I see that the Principle_of_maximum_entropy article suggests that maximum entropy solves the problem of specifying a prior distribution. Your comments suggest a background in Bayesian stuff, so you might like to consider this in relation to Bernardo&Smith's assertion that it does not (page 366, point (iv)). However, I don't think these articles should become too Bayes-specific.

Melcombe (talk) 11:35, 28 August 2009 (UTC)

What do you mean by "too Bayes-specific"? Yes, of course I know about Bayes's rule, I have an information theory background, and I have read several articles by Jaynes from the time when the orthodox vs. Bayes war seems to have been going on ferociously, but I though this was over! A colleague who does information theory research assured me just a few weeks ago that at the research front, nobody doubts the Bayesian way anymore. Was this not correct?
Now to the problem at hand: Principle_of_maximum_entropy and this article together are inconsistent. One must be changed. Which one? I would definitely change this one. I don't have your literature, but together we could do something beautiful: we could omit the theory and refer the reader to Principle_of_maximum_entropy. If we then listed all disttributions for both m=1 and m=1/x, we could make two sections: m=1, "use these if the unknown quantity is a location parameter", and m=1/x, "use these if the unknown parameter is a scale parameter". I could explain this intuitively, and then we would have an article that is useful in practice, giving the answer "what distribution shall I use in which situation"? What do you think? Hanspi (talk) 14:51, 31 August 2009 (UTC)

Description of the task>
In the maximum entropy discussion, what page and point of Bernardo & Smith are cited?

Material provided>

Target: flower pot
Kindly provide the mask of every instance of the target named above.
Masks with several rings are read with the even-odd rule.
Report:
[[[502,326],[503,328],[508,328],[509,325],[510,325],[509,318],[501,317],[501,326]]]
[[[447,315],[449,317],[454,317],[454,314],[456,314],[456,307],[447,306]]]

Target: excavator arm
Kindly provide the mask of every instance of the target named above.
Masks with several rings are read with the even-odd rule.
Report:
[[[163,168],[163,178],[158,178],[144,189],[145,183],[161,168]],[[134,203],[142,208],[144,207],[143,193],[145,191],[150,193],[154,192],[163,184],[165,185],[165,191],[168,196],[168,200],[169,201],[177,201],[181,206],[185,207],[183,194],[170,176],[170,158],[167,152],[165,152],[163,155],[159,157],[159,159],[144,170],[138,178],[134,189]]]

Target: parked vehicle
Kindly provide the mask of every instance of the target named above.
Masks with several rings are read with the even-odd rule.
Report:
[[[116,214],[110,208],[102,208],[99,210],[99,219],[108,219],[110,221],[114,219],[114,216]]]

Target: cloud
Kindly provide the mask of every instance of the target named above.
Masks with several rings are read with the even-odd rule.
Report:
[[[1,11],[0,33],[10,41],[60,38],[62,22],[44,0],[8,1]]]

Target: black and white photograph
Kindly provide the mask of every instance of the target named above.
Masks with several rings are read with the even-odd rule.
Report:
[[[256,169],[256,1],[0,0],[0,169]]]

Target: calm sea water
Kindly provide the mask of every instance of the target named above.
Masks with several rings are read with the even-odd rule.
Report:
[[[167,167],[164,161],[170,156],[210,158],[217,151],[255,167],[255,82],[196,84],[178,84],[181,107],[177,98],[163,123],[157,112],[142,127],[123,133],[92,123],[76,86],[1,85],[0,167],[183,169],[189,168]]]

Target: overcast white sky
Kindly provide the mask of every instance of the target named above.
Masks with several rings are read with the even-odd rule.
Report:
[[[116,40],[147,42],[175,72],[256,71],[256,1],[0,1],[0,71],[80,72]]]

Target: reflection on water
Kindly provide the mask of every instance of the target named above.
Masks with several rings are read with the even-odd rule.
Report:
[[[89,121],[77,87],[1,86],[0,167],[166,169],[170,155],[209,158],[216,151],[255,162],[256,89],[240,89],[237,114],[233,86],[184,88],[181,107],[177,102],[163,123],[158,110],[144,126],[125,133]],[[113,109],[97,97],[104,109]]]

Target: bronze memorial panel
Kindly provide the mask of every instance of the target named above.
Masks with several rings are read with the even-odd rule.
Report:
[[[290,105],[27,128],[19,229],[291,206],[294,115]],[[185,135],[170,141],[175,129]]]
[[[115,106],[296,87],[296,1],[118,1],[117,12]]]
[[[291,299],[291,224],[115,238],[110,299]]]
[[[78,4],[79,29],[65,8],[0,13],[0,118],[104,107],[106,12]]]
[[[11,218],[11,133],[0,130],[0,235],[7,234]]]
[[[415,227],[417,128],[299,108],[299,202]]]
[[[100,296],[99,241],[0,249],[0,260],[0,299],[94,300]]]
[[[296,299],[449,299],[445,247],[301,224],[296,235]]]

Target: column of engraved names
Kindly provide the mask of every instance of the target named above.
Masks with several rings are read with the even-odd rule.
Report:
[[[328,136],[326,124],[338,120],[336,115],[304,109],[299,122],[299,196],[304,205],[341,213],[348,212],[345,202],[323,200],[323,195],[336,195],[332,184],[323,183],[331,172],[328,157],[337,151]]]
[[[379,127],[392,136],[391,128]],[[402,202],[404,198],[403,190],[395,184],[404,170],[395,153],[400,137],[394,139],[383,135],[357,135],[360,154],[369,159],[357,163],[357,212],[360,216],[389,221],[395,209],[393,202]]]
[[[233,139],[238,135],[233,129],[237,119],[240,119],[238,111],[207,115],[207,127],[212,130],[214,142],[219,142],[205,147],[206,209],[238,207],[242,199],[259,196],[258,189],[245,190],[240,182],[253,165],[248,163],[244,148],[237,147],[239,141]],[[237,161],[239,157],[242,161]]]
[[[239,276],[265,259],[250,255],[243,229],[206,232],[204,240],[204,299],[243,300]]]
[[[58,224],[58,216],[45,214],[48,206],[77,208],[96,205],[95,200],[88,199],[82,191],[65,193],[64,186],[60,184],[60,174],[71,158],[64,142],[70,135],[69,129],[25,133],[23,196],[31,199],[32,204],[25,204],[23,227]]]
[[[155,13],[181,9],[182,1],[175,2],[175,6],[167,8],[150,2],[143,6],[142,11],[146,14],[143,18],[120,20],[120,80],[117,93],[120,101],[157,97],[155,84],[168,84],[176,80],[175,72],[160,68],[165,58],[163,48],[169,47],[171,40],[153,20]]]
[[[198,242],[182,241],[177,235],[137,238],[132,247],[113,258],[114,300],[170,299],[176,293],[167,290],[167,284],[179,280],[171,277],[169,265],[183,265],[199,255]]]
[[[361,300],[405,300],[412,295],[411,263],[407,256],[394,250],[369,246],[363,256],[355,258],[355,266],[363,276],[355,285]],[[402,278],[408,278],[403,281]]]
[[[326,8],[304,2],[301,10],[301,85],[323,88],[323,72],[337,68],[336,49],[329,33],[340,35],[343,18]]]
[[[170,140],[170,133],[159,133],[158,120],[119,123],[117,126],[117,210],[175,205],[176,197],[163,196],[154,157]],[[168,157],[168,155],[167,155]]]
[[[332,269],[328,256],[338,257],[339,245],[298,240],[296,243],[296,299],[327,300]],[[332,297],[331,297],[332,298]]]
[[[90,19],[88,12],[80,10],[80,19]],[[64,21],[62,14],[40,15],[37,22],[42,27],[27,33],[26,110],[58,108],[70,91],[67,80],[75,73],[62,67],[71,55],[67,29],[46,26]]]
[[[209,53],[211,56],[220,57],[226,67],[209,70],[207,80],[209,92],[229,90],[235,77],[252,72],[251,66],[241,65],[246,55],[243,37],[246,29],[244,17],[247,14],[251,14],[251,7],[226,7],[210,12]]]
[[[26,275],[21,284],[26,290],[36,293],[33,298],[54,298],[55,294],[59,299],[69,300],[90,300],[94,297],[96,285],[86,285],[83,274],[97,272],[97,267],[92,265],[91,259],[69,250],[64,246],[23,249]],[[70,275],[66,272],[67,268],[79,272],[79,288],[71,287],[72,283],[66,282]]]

Final answer>
Page 366, point (iv).